## REQUIREMENTS
Reproduce verbatim the lines from the first one through the line containing "of woman's face.", including both.

(Extracted data entries)

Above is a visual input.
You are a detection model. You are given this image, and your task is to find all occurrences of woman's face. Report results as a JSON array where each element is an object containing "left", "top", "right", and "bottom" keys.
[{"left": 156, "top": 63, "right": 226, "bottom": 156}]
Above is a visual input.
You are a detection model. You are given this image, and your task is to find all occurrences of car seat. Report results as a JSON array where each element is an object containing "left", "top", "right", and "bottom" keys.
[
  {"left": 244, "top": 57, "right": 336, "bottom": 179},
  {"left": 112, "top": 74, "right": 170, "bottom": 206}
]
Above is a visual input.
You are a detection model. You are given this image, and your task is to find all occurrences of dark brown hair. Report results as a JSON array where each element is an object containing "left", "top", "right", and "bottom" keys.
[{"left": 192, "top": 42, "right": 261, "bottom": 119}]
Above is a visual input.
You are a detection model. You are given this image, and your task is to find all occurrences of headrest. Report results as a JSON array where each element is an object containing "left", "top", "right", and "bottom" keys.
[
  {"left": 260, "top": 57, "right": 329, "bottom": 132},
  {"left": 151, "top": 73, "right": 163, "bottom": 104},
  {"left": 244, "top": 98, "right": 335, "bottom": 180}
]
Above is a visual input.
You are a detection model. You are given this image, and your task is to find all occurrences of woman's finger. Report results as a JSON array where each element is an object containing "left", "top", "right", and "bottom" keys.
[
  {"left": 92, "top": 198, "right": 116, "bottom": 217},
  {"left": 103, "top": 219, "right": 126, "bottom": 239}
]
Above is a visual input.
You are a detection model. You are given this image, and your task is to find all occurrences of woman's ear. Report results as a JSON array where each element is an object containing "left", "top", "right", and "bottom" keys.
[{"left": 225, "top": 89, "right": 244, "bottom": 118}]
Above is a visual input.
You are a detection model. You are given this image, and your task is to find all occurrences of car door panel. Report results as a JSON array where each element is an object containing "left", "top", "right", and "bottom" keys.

## ANSWER TO THE EXERCISE
Above is a visual input.
You are a detection model. You are given this image, and your task is to find all occurrences of woman's face. Report results as a JSON array where each element is an object containing "left", "top", "right", and "bottom" keys.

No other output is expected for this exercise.